THE TASK: State how many lines below hold the word "chicken". Give that number and no other text.

[Collected data]
************
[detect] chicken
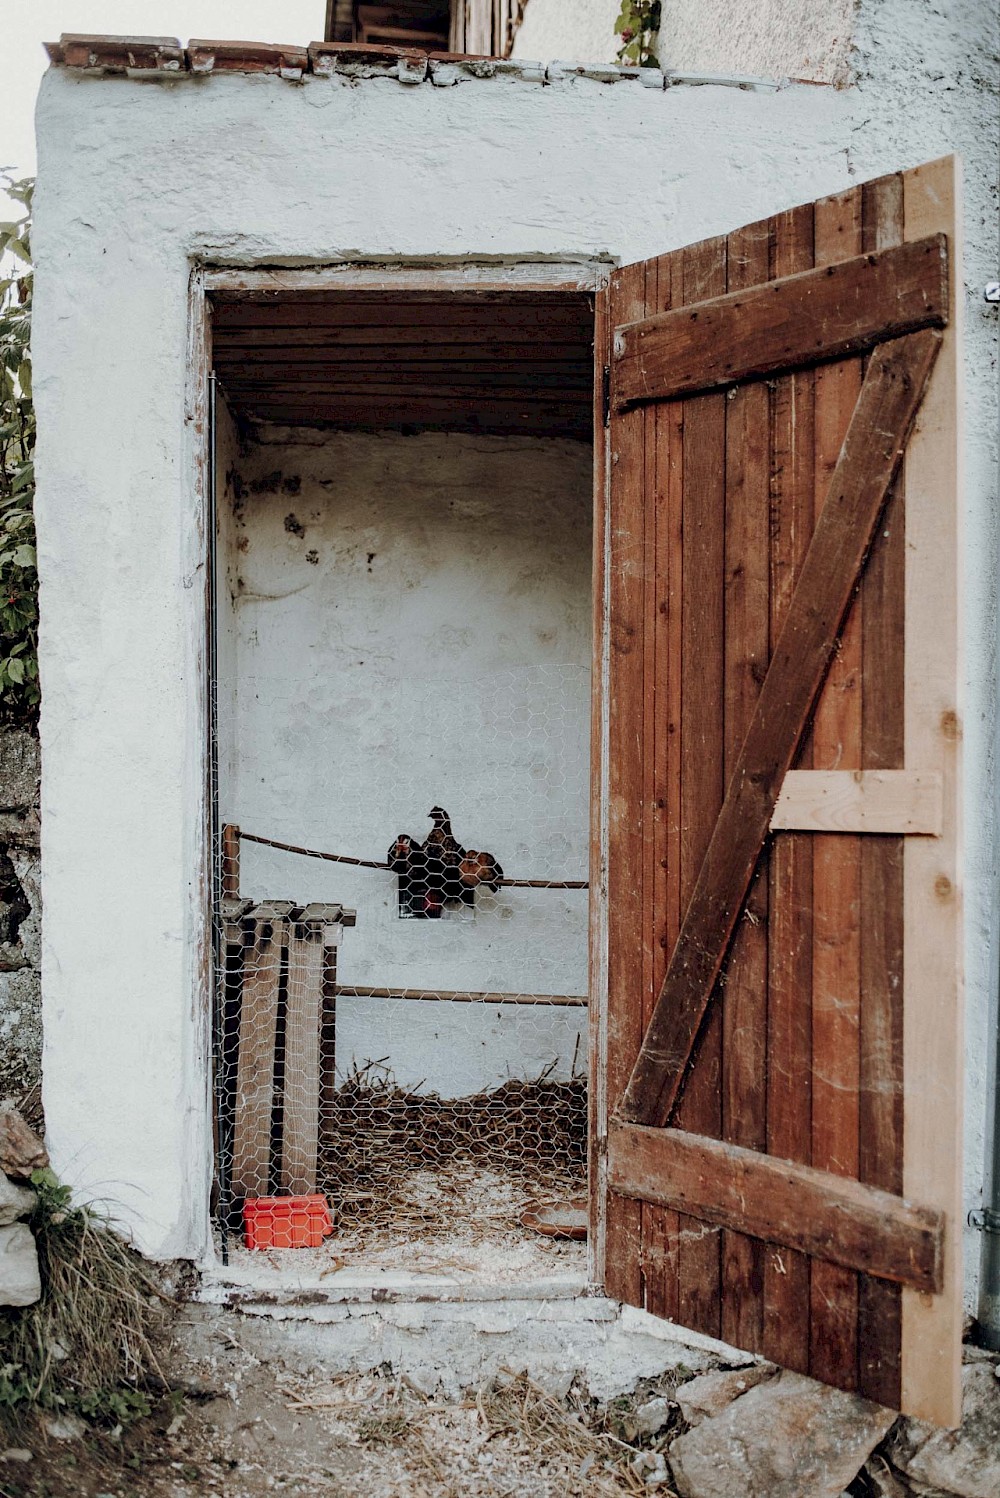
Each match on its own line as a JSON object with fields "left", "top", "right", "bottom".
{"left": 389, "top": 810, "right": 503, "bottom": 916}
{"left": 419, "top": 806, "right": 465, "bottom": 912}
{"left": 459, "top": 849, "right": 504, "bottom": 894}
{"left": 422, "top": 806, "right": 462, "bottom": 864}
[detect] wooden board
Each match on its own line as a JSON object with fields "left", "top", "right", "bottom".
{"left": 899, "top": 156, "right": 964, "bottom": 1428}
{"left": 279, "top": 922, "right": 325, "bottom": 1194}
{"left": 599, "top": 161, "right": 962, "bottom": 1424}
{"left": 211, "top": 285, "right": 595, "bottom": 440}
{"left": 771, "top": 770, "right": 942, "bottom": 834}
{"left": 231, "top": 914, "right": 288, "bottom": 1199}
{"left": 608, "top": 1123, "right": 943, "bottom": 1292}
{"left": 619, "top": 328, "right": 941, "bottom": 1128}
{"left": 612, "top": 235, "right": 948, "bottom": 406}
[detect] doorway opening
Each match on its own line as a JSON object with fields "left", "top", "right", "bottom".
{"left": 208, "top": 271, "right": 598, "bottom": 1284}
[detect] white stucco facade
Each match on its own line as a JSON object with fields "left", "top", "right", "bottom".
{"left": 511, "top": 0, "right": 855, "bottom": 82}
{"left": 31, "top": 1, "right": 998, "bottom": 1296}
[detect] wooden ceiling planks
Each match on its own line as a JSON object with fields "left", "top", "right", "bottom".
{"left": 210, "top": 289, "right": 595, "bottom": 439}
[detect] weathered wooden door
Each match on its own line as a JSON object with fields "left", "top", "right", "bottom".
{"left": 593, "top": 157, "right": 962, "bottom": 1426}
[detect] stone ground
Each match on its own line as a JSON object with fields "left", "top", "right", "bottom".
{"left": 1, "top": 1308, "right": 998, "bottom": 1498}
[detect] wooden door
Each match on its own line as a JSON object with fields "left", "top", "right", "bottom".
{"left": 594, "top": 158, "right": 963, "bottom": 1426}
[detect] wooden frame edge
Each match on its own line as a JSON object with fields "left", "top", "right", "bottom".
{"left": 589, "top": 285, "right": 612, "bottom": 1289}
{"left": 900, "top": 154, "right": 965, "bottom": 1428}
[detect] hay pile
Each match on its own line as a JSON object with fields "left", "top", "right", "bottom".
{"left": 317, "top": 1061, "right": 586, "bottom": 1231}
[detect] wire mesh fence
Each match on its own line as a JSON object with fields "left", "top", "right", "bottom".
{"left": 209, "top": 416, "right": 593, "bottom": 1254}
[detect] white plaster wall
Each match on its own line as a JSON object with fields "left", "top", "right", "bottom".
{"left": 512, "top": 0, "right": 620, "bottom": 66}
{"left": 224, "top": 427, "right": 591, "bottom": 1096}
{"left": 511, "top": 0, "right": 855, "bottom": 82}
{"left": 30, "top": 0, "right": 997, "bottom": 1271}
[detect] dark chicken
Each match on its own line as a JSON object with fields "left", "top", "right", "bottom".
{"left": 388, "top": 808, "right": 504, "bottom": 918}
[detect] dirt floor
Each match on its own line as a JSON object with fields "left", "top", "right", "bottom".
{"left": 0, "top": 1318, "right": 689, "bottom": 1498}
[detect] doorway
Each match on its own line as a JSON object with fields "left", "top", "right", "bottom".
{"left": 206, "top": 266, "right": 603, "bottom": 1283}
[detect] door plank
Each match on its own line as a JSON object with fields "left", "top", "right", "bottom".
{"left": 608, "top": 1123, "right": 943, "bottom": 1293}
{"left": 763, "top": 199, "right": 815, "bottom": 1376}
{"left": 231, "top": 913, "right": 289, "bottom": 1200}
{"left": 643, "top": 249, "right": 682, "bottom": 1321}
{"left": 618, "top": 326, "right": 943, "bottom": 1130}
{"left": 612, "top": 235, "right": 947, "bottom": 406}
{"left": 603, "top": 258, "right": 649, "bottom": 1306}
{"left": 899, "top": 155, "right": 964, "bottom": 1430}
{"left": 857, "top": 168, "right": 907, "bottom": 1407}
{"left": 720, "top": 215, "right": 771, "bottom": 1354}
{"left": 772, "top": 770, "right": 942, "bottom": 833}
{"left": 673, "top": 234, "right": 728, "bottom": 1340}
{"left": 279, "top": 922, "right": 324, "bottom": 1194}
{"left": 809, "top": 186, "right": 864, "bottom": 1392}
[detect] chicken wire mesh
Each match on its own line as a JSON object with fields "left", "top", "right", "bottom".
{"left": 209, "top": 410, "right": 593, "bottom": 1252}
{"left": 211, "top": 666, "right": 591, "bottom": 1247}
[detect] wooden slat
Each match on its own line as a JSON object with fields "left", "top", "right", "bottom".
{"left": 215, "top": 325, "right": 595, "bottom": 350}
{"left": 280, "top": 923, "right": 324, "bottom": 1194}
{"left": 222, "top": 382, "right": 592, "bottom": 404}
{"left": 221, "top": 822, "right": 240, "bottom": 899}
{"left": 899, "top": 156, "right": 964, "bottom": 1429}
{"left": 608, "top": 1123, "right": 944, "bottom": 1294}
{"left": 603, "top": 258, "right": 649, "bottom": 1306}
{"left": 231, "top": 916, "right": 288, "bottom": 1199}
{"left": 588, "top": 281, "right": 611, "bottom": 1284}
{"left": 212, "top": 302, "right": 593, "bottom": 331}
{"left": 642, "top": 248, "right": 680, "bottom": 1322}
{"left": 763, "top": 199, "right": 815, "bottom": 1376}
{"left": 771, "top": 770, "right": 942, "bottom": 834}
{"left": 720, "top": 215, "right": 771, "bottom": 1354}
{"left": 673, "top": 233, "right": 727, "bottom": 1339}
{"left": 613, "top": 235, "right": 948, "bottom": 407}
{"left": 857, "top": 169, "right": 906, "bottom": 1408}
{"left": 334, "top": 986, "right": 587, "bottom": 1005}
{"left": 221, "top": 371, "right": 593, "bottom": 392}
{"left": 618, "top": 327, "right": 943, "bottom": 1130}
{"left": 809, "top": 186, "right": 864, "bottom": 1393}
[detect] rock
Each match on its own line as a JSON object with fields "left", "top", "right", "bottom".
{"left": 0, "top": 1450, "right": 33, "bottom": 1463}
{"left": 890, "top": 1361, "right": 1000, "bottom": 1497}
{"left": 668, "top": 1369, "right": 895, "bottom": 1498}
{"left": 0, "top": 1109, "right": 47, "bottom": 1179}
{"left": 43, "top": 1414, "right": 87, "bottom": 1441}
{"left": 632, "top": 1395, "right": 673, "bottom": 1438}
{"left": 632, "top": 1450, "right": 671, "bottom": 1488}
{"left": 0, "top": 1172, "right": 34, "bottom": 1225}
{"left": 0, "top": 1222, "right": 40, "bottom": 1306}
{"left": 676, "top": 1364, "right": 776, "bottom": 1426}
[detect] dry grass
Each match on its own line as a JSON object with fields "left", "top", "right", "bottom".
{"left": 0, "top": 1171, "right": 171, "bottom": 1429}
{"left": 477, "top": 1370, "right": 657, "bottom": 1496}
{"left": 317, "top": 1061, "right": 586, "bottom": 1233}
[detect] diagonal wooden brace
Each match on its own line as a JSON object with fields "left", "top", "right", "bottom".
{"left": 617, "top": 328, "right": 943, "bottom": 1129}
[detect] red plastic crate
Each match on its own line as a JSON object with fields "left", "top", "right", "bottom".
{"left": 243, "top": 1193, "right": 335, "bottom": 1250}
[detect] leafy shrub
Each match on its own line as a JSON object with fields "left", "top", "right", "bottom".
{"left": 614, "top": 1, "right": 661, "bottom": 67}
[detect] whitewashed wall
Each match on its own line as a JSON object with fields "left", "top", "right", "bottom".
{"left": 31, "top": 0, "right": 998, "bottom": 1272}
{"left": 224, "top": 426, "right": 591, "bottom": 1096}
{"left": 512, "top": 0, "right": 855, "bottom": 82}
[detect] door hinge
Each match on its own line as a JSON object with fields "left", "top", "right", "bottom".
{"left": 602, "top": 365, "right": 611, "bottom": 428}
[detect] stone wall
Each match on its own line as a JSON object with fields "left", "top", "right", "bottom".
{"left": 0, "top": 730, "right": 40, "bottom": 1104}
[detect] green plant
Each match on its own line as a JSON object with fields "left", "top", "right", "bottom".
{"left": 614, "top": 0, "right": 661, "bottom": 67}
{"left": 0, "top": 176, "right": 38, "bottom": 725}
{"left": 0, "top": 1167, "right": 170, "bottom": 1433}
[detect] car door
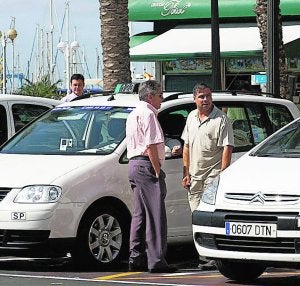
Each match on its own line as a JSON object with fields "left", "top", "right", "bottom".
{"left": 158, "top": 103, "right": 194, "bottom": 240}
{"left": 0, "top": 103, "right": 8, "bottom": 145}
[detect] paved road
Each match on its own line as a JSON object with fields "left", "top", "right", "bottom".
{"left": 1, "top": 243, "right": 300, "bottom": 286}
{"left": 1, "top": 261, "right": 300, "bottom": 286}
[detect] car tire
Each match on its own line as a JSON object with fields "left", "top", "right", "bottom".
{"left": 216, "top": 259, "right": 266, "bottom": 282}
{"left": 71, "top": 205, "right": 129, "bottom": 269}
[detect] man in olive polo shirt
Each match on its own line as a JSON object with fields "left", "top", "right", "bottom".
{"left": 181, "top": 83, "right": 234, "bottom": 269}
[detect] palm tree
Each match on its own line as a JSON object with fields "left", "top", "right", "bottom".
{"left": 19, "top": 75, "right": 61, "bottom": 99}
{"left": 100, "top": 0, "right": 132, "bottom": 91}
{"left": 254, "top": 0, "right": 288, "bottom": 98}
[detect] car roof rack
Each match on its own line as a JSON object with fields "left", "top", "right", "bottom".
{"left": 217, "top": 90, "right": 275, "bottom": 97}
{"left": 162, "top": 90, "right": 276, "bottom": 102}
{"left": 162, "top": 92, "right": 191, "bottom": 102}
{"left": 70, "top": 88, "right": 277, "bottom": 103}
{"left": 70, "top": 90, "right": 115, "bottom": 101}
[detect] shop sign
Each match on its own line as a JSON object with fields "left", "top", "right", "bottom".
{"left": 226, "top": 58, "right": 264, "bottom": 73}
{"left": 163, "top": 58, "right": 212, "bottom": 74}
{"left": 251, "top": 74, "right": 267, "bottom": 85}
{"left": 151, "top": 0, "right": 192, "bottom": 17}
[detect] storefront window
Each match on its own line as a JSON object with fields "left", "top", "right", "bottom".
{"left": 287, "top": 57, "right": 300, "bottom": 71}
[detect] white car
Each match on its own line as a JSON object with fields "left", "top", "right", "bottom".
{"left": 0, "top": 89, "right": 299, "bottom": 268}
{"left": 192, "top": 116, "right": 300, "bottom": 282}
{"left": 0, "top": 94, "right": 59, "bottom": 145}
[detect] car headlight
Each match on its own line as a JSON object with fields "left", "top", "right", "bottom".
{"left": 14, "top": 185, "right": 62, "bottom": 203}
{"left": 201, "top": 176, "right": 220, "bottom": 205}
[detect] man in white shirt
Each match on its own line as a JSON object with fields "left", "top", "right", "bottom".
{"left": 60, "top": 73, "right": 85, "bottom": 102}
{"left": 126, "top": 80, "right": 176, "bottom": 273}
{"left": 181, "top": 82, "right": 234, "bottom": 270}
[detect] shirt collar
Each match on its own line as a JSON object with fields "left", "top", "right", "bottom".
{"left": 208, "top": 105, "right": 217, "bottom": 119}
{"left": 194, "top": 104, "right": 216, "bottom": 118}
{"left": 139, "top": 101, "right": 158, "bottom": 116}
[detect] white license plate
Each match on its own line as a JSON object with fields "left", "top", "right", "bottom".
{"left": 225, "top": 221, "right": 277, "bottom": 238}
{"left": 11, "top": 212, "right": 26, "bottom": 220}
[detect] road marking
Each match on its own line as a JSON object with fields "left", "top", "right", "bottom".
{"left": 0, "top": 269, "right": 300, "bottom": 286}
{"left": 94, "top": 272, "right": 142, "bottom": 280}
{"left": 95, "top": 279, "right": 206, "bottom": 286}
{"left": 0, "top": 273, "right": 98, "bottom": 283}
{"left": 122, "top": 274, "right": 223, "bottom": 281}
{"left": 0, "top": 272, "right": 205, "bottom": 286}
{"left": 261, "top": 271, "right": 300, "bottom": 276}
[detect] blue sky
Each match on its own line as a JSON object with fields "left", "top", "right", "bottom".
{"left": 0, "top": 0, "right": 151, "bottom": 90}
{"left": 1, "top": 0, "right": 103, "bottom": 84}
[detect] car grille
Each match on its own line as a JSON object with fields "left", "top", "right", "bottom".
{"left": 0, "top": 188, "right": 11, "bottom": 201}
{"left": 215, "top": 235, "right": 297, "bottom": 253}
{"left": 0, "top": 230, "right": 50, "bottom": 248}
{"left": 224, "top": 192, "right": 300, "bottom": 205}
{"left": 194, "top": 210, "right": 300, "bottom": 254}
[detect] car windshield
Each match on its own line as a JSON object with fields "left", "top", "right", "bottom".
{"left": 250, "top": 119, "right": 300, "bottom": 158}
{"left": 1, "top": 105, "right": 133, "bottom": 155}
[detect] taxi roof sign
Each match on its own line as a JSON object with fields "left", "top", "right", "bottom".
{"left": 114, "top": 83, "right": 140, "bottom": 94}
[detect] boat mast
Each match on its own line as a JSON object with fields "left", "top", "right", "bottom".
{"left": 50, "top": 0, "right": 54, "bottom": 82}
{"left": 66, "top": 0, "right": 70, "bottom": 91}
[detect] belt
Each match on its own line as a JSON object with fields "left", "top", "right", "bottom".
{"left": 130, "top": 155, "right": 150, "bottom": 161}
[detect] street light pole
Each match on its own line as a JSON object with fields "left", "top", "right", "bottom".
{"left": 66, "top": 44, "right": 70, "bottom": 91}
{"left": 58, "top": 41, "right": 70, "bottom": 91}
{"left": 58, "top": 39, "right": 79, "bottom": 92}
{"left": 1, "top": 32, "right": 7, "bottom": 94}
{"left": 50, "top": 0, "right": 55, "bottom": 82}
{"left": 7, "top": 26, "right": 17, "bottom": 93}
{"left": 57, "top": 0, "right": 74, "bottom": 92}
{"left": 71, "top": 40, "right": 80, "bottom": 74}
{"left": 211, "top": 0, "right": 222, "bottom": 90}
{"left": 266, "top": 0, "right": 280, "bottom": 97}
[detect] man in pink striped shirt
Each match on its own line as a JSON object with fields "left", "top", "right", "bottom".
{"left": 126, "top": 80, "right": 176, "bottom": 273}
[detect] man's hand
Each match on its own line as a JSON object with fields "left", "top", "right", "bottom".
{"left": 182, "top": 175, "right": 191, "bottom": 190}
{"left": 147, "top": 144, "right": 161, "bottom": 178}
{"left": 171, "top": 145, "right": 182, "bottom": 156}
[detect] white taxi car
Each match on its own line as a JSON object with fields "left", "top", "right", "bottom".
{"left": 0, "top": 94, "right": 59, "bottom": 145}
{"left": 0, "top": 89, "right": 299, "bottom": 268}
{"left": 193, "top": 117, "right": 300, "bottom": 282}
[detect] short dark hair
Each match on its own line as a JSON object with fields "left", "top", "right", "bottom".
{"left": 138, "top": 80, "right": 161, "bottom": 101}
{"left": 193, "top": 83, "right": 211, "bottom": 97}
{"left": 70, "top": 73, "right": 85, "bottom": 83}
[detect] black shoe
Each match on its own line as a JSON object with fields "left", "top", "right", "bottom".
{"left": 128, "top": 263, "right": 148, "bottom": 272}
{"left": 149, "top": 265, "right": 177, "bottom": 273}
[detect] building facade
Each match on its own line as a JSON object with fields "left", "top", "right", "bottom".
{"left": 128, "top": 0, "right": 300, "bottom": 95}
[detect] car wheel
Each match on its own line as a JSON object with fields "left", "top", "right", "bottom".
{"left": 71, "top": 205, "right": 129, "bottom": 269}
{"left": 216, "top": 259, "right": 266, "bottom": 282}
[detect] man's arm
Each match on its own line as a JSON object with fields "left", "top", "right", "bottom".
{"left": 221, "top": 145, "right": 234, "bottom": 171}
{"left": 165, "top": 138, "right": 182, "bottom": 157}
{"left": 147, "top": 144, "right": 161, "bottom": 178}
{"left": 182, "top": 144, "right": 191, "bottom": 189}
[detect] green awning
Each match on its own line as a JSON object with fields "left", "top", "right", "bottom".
************
RESPONSE: 3